Short problem → Can you write out these items again, swapping "dry grass" for "withered grass" throughout, changing nothing else, and leaving the pictures out?

_____

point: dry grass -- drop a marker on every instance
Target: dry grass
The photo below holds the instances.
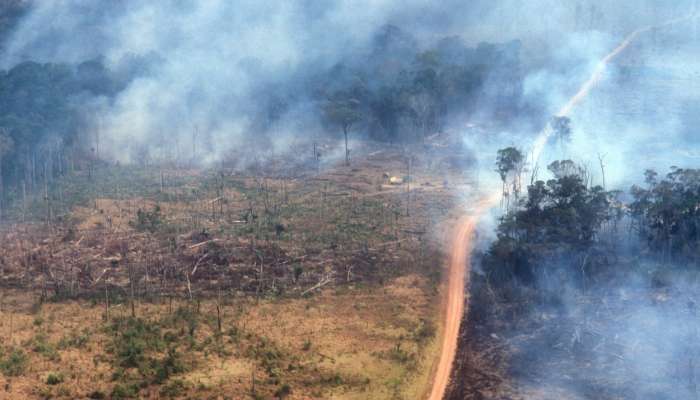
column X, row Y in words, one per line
column 366, row 334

_____

Response to the exercise →
point: withered grass -- drop a marker on every instance
Target: withered grass
The photo below holds the instances.
column X, row Y in words, one per line
column 366, row 334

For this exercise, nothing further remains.